▼
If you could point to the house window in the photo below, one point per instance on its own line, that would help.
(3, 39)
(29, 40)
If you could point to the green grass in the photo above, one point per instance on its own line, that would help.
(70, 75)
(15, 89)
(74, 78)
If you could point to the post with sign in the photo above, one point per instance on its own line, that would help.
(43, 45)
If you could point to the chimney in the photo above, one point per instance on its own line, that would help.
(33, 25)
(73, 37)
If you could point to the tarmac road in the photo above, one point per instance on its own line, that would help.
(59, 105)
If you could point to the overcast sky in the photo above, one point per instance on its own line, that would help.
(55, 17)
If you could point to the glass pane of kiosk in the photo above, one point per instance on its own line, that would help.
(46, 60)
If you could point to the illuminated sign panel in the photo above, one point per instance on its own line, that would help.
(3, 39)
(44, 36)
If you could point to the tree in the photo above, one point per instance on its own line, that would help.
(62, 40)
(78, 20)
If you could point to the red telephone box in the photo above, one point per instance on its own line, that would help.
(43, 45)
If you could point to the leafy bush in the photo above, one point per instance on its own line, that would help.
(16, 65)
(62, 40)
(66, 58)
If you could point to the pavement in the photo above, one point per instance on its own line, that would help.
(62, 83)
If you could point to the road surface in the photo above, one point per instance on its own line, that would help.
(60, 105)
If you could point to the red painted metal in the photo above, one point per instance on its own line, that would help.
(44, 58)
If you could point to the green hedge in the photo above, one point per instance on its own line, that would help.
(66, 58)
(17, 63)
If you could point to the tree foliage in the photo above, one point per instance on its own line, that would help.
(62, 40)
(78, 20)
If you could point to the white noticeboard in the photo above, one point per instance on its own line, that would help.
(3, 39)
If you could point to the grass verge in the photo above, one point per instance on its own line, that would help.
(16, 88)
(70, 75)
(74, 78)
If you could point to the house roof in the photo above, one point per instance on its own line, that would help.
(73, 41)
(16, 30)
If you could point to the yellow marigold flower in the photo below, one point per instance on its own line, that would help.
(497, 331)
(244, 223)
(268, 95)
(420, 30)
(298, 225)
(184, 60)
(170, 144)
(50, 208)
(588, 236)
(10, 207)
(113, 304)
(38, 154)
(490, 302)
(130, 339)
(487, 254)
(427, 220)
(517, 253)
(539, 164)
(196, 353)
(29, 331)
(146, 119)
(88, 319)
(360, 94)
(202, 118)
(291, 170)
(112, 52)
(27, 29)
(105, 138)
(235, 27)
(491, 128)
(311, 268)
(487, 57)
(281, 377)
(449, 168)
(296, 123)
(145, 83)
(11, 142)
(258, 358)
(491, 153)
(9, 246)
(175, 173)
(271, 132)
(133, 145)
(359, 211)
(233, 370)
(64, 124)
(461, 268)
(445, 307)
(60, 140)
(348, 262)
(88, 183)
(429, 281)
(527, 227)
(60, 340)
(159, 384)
▲
Reproduce every one of the lines above word for word, without changing anything.

(Expected output):
If you could point to the house window in the photo below, one point per instance on its own line, that would help.
(3, 39)
(29, 40)
If you could point to the green grass in the photo above, one point per instance on its own line, that would help.
(70, 75)
(15, 89)
(74, 78)
If you could point to the post with sign in the photo above, one point per instance on its own line, that would help.
(43, 45)
If you could point to the chimney in the photo above, one point per instance on its own line, that would help.
(33, 25)
(73, 37)
If you could point to the tarmac road in the photo above, one point per instance on its own line, that would help.
(59, 105)
If you could point to the overcast sky in the photo above, one point per instance on its own line, that would help.
(55, 17)
If you could point to the glass pane of kiosk in the photo above, one point per instance on its own line, that would help.
(46, 60)
If you could point to the illuminated sign panel in the photo above, one point per instance on its own line, that would help.
(3, 39)
(44, 36)
If you could point to the tree in the photo above, one point per instance on its own line, that would help.
(62, 40)
(78, 20)
If you could point to the red telephone box in the photo above, one point per instance on its own line, that would help.
(43, 45)
If you could point to the leafy bush in the photo above, one point per instance on its own line, that would help.
(16, 65)
(62, 40)
(66, 58)
If you could point to the pavement in the photo above, one point per instance on its own line, that would help.
(62, 83)
If you could point to the road surface in the photo above, one point per instance on its own line, that would help.
(60, 105)
If you could point to the red painted metal in the photo above, one point per instance on its own line, that would help.
(44, 58)
If you could point to the green hedge in the photo above, one point per instance on its own line, that would help.
(66, 58)
(17, 63)
If you could point to the tree foliage in the photo above, one point per instance on its own line, that would help.
(62, 40)
(78, 20)
If you could point to the white noticeboard in the photo above, one point per instance on its own line, that would help.
(3, 39)
If you could point to the grass verge in the photo above, one point per instance on its own line, that would help.
(16, 88)
(70, 75)
(74, 78)
If you could point to the house roof in the photo above, one point per instance on its own line, that would help.
(73, 41)
(16, 30)
If you could point to the yellow marigold flower in the photo below, one point per instance on its own line, that would help.
(497, 331)
(244, 223)
(268, 95)
(420, 30)
(298, 225)
(184, 60)
(170, 144)
(50, 208)
(588, 236)
(10, 207)
(113, 304)
(38, 154)
(490, 302)
(130, 339)
(487, 254)
(427, 220)
(517, 253)
(539, 164)
(196, 353)
(29, 331)
(146, 119)
(88, 319)
(360, 94)
(202, 118)
(291, 170)
(112, 52)
(27, 29)
(105, 138)
(235, 27)
(491, 128)
(311, 268)
(487, 57)
(281, 377)
(449, 168)
(296, 123)
(145, 83)
(11, 142)
(258, 358)
(491, 153)
(9, 246)
(175, 173)
(271, 132)
(133, 145)
(359, 211)
(233, 370)
(64, 124)
(461, 268)
(445, 307)
(60, 140)
(348, 262)
(88, 183)
(429, 281)
(527, 227)
(60, 340)
(159, 384)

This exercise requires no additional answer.